WHAT IS ASKED: Quote the lines from the listing below, starting with the line that contains "Could you please outline every instance of the **mast**?" and going on through the line that contains "[[[74,28],[74,10],[73,10],[73,5],[72,5],[72,27]]]", with both of those lines included.

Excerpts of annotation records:
▼▼▼

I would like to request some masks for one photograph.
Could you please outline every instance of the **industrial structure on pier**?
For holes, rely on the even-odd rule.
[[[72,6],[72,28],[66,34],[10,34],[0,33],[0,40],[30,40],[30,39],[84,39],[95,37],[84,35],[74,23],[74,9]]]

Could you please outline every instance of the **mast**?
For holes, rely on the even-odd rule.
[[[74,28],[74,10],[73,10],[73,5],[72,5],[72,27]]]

▲▲▲
▼▼▼

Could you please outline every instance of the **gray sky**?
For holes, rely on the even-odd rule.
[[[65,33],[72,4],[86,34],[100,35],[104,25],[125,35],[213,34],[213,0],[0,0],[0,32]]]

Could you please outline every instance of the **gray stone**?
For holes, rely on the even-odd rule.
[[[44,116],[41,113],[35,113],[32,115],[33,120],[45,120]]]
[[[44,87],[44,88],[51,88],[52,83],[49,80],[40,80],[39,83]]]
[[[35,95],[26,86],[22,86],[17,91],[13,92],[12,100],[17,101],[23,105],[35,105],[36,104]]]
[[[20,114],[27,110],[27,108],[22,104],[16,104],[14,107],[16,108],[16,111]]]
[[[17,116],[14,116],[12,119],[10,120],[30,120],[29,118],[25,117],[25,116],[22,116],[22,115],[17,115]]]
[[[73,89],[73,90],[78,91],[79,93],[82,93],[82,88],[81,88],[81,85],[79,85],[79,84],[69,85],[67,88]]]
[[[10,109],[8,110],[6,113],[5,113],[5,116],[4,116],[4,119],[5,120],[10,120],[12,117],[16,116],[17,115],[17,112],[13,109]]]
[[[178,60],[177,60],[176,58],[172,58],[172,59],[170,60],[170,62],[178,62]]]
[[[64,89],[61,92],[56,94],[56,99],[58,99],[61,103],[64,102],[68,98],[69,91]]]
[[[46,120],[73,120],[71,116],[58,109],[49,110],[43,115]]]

▲▲▲

REPLY TO THE TASK:
Could you please outline every instance of the **mast**?
For holes, rely on the even-odd rule.
[[[74,28],[74,10],[73,10],[73,5],[72,5],[72,27]]]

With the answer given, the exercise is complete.